▶ GIVEN INSTRUCTION:
Update the following lines so that every occurrence of "bounding box" becomes "rectangle", with nothing else changed.

▶ MATERIALS PROVIDED:

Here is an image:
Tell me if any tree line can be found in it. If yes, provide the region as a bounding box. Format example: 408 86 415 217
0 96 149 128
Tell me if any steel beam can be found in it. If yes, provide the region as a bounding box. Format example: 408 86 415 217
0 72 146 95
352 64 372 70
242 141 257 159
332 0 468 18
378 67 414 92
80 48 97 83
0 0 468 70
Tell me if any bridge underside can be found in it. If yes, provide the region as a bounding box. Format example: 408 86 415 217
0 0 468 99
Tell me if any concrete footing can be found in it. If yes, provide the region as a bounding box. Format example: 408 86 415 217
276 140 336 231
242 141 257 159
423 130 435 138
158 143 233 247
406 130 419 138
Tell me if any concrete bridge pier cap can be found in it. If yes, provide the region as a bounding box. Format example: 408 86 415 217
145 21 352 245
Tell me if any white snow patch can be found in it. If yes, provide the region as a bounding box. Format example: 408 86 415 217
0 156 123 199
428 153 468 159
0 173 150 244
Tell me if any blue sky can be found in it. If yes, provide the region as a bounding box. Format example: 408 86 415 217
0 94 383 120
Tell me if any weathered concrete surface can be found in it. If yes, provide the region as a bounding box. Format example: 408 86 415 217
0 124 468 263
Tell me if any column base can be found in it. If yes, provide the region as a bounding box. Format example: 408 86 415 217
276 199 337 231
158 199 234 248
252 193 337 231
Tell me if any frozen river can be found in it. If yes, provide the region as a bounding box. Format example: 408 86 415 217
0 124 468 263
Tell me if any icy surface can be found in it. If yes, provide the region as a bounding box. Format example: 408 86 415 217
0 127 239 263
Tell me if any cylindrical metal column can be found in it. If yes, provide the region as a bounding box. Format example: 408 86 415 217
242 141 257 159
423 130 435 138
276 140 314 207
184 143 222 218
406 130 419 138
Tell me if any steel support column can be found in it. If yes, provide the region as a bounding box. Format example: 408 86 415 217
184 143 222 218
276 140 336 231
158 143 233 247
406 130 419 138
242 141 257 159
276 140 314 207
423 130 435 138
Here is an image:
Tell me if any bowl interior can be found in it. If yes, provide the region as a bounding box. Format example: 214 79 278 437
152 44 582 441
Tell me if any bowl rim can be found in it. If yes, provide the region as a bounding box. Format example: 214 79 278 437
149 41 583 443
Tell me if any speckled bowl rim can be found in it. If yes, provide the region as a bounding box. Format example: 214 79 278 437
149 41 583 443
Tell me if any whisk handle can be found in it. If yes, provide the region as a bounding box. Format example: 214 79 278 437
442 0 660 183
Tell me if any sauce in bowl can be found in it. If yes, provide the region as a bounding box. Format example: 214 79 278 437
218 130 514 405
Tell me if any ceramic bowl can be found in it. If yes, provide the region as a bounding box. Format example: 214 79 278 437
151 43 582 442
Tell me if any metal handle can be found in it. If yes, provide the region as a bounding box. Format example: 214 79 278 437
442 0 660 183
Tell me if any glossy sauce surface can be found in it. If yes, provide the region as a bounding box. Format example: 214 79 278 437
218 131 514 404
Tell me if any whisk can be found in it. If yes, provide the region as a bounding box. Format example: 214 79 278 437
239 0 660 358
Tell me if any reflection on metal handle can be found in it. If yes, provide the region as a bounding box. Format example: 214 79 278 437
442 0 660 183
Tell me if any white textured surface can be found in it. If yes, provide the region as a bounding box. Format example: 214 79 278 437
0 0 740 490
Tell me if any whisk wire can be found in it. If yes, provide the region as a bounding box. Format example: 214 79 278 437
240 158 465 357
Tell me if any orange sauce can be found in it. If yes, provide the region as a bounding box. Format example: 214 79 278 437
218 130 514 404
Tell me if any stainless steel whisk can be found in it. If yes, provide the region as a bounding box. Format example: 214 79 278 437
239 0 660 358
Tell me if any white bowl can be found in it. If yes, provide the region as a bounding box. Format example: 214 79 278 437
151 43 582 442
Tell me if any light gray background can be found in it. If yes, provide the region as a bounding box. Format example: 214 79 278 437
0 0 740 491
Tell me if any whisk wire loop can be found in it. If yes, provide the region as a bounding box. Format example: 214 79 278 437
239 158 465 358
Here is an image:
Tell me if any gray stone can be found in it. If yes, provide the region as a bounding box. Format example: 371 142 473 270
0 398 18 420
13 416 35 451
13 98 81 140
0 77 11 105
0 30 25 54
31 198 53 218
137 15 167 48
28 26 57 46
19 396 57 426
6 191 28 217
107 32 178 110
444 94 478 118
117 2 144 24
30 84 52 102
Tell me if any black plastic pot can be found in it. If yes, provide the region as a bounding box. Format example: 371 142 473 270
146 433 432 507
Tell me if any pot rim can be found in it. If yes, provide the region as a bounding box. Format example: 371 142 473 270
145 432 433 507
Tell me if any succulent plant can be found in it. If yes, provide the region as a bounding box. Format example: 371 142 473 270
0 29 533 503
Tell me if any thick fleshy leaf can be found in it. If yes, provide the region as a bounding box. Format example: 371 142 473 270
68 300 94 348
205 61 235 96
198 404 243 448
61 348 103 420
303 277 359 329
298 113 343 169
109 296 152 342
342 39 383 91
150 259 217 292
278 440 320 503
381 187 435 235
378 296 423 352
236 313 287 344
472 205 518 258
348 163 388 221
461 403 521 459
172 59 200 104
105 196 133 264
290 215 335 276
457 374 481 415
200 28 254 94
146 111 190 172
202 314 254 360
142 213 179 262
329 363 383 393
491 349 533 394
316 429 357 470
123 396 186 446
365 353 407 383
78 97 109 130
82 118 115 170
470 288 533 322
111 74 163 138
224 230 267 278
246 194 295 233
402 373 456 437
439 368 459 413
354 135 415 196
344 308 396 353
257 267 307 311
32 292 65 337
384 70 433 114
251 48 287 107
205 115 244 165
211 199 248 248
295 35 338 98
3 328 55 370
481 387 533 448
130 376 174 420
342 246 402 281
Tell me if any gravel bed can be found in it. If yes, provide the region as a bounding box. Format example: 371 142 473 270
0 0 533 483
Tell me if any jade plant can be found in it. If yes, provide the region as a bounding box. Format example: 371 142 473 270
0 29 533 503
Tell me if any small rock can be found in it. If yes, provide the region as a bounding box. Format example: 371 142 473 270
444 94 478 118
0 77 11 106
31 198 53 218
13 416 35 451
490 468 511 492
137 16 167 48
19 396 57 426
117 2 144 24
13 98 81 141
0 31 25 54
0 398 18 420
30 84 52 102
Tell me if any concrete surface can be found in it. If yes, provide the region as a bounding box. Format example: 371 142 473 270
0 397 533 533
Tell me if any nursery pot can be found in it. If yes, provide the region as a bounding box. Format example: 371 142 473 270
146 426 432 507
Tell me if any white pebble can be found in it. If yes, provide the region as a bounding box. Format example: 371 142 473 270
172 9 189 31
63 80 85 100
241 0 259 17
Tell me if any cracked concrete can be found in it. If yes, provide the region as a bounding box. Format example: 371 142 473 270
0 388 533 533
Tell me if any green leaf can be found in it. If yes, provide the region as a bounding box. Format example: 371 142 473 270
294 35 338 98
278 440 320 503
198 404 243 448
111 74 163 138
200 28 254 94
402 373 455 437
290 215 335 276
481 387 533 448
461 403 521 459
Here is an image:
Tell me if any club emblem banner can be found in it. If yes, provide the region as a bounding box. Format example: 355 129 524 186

▶ THE RESPONSE:
Here is an image:
Tell me if any tree line can be found in it. If yes, provide the region as a rectangle. Format example: 408 86 415 217
0 96 149 128
Tell me if any steel beam can be found in it. If yes, provide the region as a rectangle. Format example: 408 86 415 217
0 72 146 95
352 64 372 70
242 141 257 159
332 0 468 18
378 67 414 92
80 48 97 83
0 0 468 70
Tell me if any bridge underside can be found in it. If yes, provide the region as a rectangle. Format example: 408 86 415 217
0 0 468 99
Tell me if any concrete footing can be found in it. If yes, provide the region as a rectangle. Format example: 408 86 415 217
276 140 336 231
242 141 257 159
423 130 435 138
158 143 233 247
406 130 419 138
Tell me if any concrete bridge pier cap can be found in it. If yes, provide the region as a rectangle. Format example: 408 86 415 217
145 21 352 245
Tell me if any white snow patch can be found in it. If yes, provide the region as a rectangle. Format example: 408 86 415 217
0 156 123 199
428 153 468 159
0 173 150 244
Tell me if any blue sky can be found in it. If yes, provide the region as a rectangle. Format example: 408 86 415 217
0 94 383 120
Tell me if any weathered concrete surface can be found in it. If yes, provide the region as a rectangle. Format example: 408 86 415 217
0 124 468 263
Tell me if any column base can be found in it. If yes, provide the region as a rectangle. Format example: 408 86 415 217
276 199 337 231
158 199 234 248
252 193 337 231
Tell me if any frozen river can be found in it. If yes, provide the region as a rectangle. Format example: 408 86 415 217
0 124 468 263
Tell me if any icy surface can be found in it. If yes, provide the region as a rectangle. Format example: 408 86 415 217
0 127 239 263
Tell me if any cylindrical metal column can be found in it. If yes, provide the region as a rectangle. Format example: 408 86 415 217
242 141 257 159
423 130 435 138
276 140 314 207
184 143 222 218
406 130 419 138
Tell me if any steel support column can be found in it. If yes, provide the region as a rectangle. Format example: 408 86 415 217
184 143 222 218
276 140 336 231
158 143 233 247
406 130 419 138
242 141 257 159
276 140 314 207
423 130 435 138
Here is an image:
Tell me if any bowl interior can be found in it. If yes, provide the region as a rectangle. Format example: 214 79 278 437
152 44 582 441
Tell me if any bowl rim can be found in it. If yes, provide the region as a rectangle. Format example: 214 79 278 437
149 41 583 443
Tell me if any speckled bowl rim can be found in it. If yes, provide the region as a rectangle. Format example: 214 79 278 437
149 41 583 443
Tell me if any whisk handle can be found in it. If yes, provide the region as a rectangle. Format example: 214 79 278 437
442 0 660 183
Tell me if any sauce in bowl can be found in it. If yes, provide the region as a rectangle. Format example: 214 79 278 437
218 130 514 405
Tell me if any ceramic bowl can be found in it. If yes, provide the region as a rectangle. Format example: 214 79 278 437
151 43 582 442
Tell me if any metal handle can be found in it. If yes, provide the region as a rectangle. Format example: 214 79 278 437
442 0 660 183
Tell me if any glossy sauce surface can be found in it. If yes, provide the region as a rectangle. Format example: 214 79 278 437
218 131 514 404
Tell me if any whisk can be found in it. If yes, provide the region as a rectangle. Format example: 214 79 278 437
239 0 660 358
Tell me if any reflection on metal handle can be found in it. If yes, provide the region as a rectangle. Format example: 214 79 278 437
442 0 660 183
Tell me if any white textured surface can be found in it. If yes, provide the region as a rectangle. Format example: 214 79 278 437
0 0 740 490
Tell me if any whisk wire can be found in it. If yes, provide the region as a rectangle. Format example: 214 79 278 437
240 158 465 357
Tell me if any orange sauce can be found in it. If yes, provide the region as a rectangle. Format example: 214 79 278 437
218 130 514 404
Tell me if any stainless steel whisk can be found in it. If yes, provide the region as a rectangle. Format example: 214 79 278 437
239 0 660 358
Tell me if any white bowl can be found in it. If yes, provide the region as a rectangle. Format example: 214 79 278 437
151 43 582 442
Tell me if any light gray background can be found in it. If yes, provide the region as a rectangle. Format example: 214 79 278 437
0 0 740 491
Tell me if any whisk wire loop can be found in it. If yes, provide the region as a rectangle. Format example: 214 79 278 437
239 158 465 358
Here is an image:
Tell me if any gray stone can be found in it. If yes, provide the region as a rectangle. Format example: 371 142 473 270
0 398 18 420
13 416 35 451
13 98 81 140
0 77 11 105
0 30 25 54
31 198 53 218
137 15 167 48
28 26 57 46
19 396 57 426
6 191 28 217
107 32 178 110
444 94 478 118
117 2 144 24
30 84 52 102
Tell me if any black plastic pot can be found in it. If yes, provide the region as a rectangle. Format example: 371 142 473 270
146 433 432 507
Tell me if any pot rim can be found in it. If yes, provide the region as a rectangle. Format example: 371 142 473 270
145 432 433 507
Tell me if any succulent plant can be found in it. If yes, provide the region as a rectangle. Format example: 371 142 473 270
0 29 533 503
Tell me if any thick fleshy leaf can be found in it. If yes, provide the region as a rectangle. Format example: 371 142 473 270
68 300 94 348
205 61 235 96
198 404 243 448
61 348 103 420
303 277 359 329
298 113 343 169
109 296 152 342
342 39 383 91
150 259 217 292
278 440 320 503
381 187 435 235
378 296 423 352
236 313 287 344
472 205 518 258
348 163 388 221
461 403 521 459
172 59 200 104
105 196 133 264
290 215 335 276
457 374 481 415
200 28 254 94
146 111 190 172
202 314 254 360
142 213 179 262
329 363 383 393
491 349 533 394
316 429 357 470
123 396 186 446
365 353 407 383
78 97 109 130
82 118 115 170
470 288 533 322
111 74 163 138
224 230 267 278
246 194 295 233
402 373 456 437
439 368 459 413
354 135 415 196
344 308 396 353
257 267 307 311
32 292 65 337
384 70 433 114
251 48 287 107
205 115 244 165
211 199 248 248
295 35 338 98
3 328 55 370
481 387 533 448
130 376 174 420
342 246 402 281
Tell me if any gravel bed can be found in it. If yes, provide the region as a rectangle. Format example: 371 142 473 270
0 0 533 483
Tell me if any jade plant can be found in it. If yes, provide the region as a rectangle. Format example: 371 142 473 270
0 29 533 503
Tell me if any small rock can be found in it. If yes, provide the region as a rectangle. Format example: 371 142 473 270
444 94 478 118
0 77 11 106
31 198 53 218
13 416 35 451
490 468 511 492
137 16 167 48
19 396 57 426
117 2 144 24
13 98 81 141
0 31 25 54
0 398 18 420
30 84 52 102
Tell me if any concrete surface can be found in it. If yes, provide the region as a rectangle. Format example: 371 142 473 270
0 397 533 533
Tell me if any nursery pot can be found in it. If yes, provide the region as a rectangle. Format example: 371 142 473 270
146 426 432 507
Tell me if any white pebble can be found in it. If yes, provide the region as a rectangle. Format example: 371 142 473 270
172 9 189 31
63 80 85 100
241 0 259 17
Tell me if any cracked concrete can be found in it. If yes, provide the region as a rectangle. Format example: 371 142 473 270
0 388 533 533
Tell me if any green leaf can be found in it. If yes, provide the region as a rectangle. Format example: 371 142 473 270
294 35 338 98
278 440 320 503
198 404 243 448
111 74 163 138
200 28 254 94
402 373 455 437
290 215 335 276
481 387 533 448
461 403 521 459
Here is an image:
Tell me if any club emblem banner can be found in it. If yes, provide the region as a rectangle. Format example: 355 129 524 186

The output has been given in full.